Extrait cité:
Il y a ceux qui clament « avoir trouvé le traitement contre le coronavirus », ceux qui pensent que « tout est de leur faute », ceux qui « partent dans des délires messianiques ». Et ceux qui affirment « carrément être le virus ».

« En psychiatrie, on appelle cela un +coup de tonnerre dans un ciel bleu+: il s’agit de gens qui fonctionnaient très bien et décompensent tout d’un coup. Leurs proches expliquent ne plus les reconnaître », décrit Marie-Christine Beaucousin, chef d’un des 18 pôles de l’hôpital psychiatrique de Ville-Evrard, qui couvre 80% de la Seine-Saint-Denis, département de la région parisienne au nombre des plus touchés par l’épidémie.

Fin mars, l’hôpital s’est totalement réorganisé pour éviter la propagation du virus. Le pôle d’Aubervilliers, dirigé par le Docteur Beaucousin, est devenu une unité « sas » où sont accueillis des patients pendant 5 à 7 jours, le temps de s’assurer qu’il ne sont pas contaminés. Pendant cette période, ils sont en chambre, sans droit de sortie.

-Un patient se promène dans la cour de l’hôpital psychiatrique du Clos Benard à Aubervilliers, en banlieue nord de Paris, le 12 février 2020. Photo par Christophe ARCHAMBAULT / AFP via Getty Images.

Pour les soignants, c’est un poste d’observation inédit qui s’est ainsi créé, apportant son lot de « surprises ».

Contenu des données:
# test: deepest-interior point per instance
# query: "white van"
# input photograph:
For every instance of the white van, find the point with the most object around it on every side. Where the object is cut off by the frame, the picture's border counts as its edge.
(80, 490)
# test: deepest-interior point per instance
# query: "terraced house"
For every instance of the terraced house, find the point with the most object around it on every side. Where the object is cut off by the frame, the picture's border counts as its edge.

Consigne de travail A: Réécrivez l'extrait sur l'hôpital psychiatrique en commençant par « Fin mars, l’hôpital » et en allant jusqu'à « via Getty Images. », avec « isolement » à la place de « chambre ».
Consigne de travail B: Rédigez la suite de l'extrait sur l'hôpital psychiatrique de Ville-Evrard, à partir de sa dernière phrase.

Votre réponse A:
Fin mars, l’hôpital s’est totalement réorganisé pour éviter la propagation du virus. Le pôle d’Aubervilliers, dirigé par le Docteur Beaucousin, est devenu une unité « sas » où sont accueillis des patients pendant 5 à 7 jours, le temps de s’assurer qu’il ne sont pas contaminés. Pendant cette période, ils sont en isolement, sans droit de sortie.

-Un patient se promène dans la cour de l’hôpital psychiatrique du Clos Benard à Aubervilliers, en banlieue nord de Paris, le 12 février 2020. Photo par Christophe ARCHAMBAULT / AFP via Getty Images.

Votre réponse B:
Venu prêter main forte aux équipes, Antoine Zuber, psychiatre en ville à Paris, a dans un premier temps connu une « période très calme ». « Le confinement a joué un effet contenant. Mais, pendant ce temps, ça a chauffé sous la cocotte », dit-il.

Jeunes patients dans un contexte d’urgence

« On s’attendait à une vague d’admissions de patients fragiles en rupture de traitement, et de décompensations de patients déjà suivis. La surprise, ça a été de voir apparaître tout d’un coup beaucoup de premiers épisodes, chez de jeunes patients qui arrivent dans un contexte d’urgence », explique le médecin.

Pour confirmer ces impressions, Marie-Christine Beaucousin, en poste depuis 20 ans, a ouvert son tableur Excel et comparé les données actuelles avec celles d’une semaine témoin en mars 2019.

L’année dernière, les premiers épisodes concernaient 17% des hospitalisations, en majorité des hommes, moyenne d’âge 40 ans. Cette année, 27% des admis à Aubervilliers n’avaient jamais présenté de troubles. L’âge moyen est descendu à 34 ans et les femmes sont aussi concernées que les hommes.

Bouffées délirantes aiguës

Enfermés chez eux depuis plusieurs semaines en raison du confinement, ces patients présentent « des angoisses majeures qui peuvent se traduire, à leur acmé, en bouffées délirantes aiguës ». « Ces bouffées délirantes peuvent avoir pour origine des dépressions » mais aussi la consommation ou l’arrêt brutal de drogues, précise Antoine Zuber.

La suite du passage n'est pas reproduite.